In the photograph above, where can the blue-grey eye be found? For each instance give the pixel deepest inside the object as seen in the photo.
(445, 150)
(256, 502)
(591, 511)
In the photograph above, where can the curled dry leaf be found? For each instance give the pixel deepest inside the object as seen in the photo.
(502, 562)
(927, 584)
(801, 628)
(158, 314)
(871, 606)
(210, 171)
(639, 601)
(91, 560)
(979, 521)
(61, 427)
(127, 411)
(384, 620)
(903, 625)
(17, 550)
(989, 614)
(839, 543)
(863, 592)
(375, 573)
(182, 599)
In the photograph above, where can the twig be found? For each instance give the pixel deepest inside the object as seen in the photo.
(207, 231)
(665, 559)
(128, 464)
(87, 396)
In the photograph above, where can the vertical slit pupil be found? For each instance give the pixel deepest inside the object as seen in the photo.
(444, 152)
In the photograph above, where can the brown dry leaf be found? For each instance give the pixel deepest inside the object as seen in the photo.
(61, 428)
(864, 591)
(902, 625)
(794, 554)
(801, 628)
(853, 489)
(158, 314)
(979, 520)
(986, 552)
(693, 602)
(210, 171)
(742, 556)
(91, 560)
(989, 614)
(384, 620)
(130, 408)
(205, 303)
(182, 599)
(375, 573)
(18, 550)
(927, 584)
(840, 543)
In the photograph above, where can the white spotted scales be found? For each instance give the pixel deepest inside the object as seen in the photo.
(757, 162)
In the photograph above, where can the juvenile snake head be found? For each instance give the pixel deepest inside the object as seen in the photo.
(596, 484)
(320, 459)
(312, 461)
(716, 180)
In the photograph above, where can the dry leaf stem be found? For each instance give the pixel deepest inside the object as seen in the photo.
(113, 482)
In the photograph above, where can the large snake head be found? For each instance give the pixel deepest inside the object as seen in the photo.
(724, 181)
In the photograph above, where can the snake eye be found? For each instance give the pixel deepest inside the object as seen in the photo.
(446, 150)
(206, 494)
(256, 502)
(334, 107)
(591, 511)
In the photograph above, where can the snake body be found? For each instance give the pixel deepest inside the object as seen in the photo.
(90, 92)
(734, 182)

○ ○ ○ ○

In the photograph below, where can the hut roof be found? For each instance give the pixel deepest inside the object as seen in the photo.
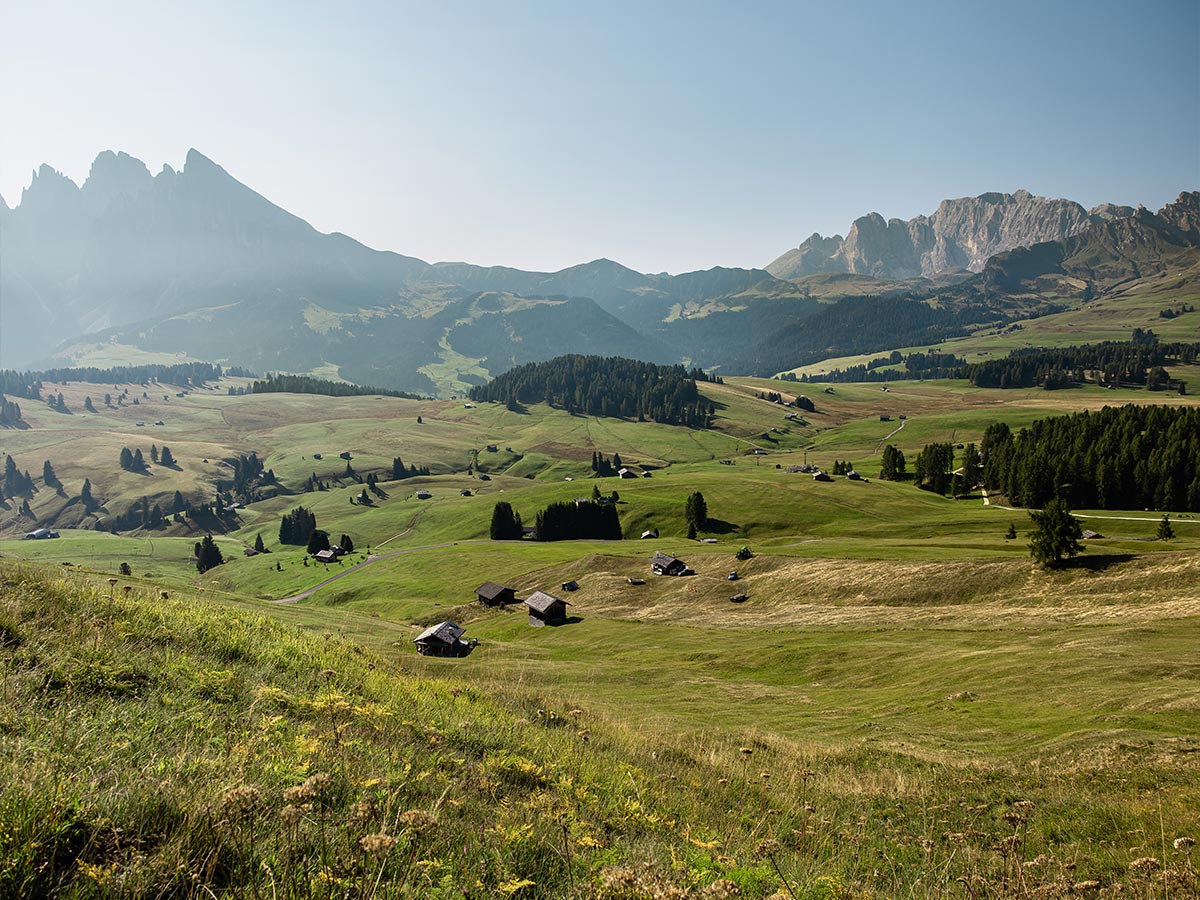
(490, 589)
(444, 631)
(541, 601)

○ ○ ○ ○

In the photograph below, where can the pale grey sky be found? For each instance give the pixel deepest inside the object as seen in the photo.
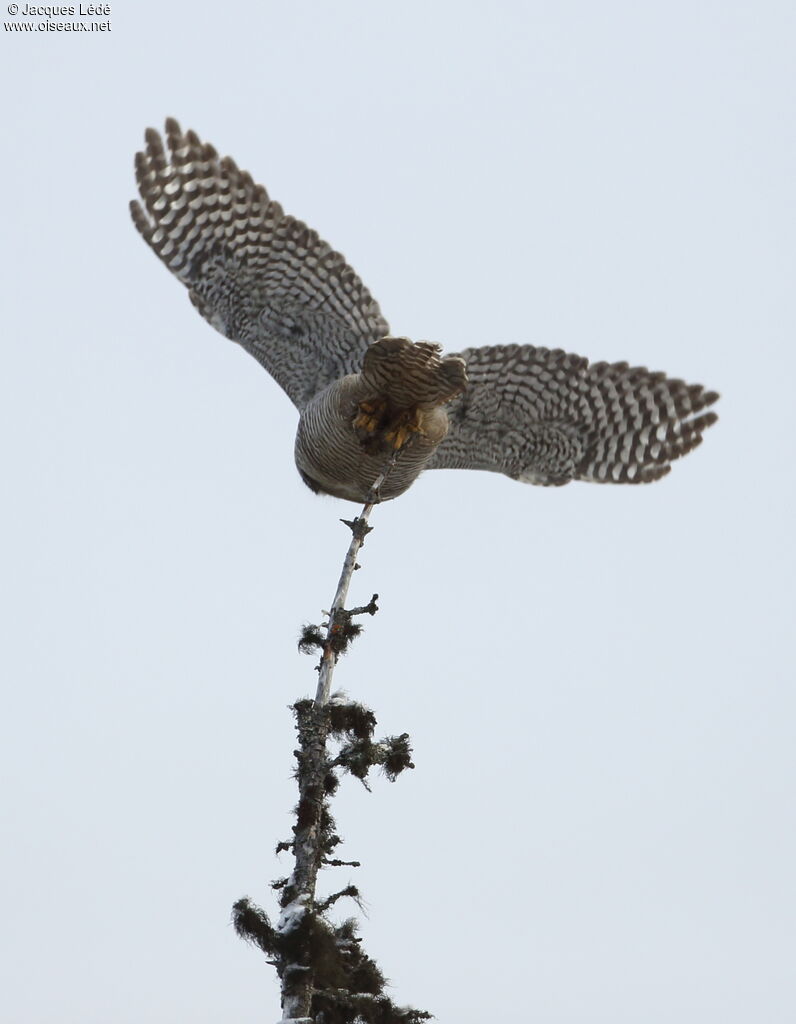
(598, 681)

○ ○ ○ ○

§ Work required:
Copy every line of the records above that contains the string "below", treating uppercase and lowercase letters as distinct.

§ Solution for this task:
In the photograph below, where can the hut roof be found? For each instance give the pixel deepest inside the object as seen in the photo.
In the photograph below, where can the pale grey sky be found? For each instance give the pixel deepest inside the object as seen in the photo.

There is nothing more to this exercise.